TASK PROMPT –
Among the records, which lines include "photo"? List them.

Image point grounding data
════════════════════
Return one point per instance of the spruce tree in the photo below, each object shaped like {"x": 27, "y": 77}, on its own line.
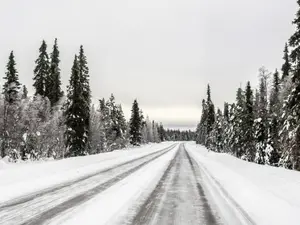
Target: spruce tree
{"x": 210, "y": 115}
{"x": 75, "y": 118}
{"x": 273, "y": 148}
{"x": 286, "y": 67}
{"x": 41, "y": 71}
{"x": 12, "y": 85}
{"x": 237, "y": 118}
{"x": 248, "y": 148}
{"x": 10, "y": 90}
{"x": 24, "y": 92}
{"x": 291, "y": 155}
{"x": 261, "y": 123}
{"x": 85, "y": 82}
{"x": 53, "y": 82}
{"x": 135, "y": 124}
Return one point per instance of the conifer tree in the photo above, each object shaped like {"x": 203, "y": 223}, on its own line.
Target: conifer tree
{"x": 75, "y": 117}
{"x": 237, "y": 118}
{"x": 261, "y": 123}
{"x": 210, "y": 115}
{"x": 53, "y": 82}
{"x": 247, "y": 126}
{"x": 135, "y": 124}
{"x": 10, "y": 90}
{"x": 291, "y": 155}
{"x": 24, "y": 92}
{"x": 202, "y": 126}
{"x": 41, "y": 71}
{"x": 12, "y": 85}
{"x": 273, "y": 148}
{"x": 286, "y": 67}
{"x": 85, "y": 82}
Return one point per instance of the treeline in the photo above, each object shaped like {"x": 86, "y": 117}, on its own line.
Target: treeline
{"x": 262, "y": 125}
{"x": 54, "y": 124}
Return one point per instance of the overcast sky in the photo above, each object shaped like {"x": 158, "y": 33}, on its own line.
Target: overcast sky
════════════════════
RESPONSE TO THE EXERCISE –
Return one point per instance of the spruce tree in the photo below, each object shaped like {"x": 27, "y": 77}, on its own line.
Return one point per instance of the conifer tree in the photo above, each object shaped like {"x": 203, "y": 223}, on its own line.
Return one point per instance of the treeline in the photo above, each object shaped like {"x": 86, "y": 117}, on its own line.
Return one point per instance of the overcast sky in the photo above, each object shaped like {"x": 158, "y": 33}, on its own line.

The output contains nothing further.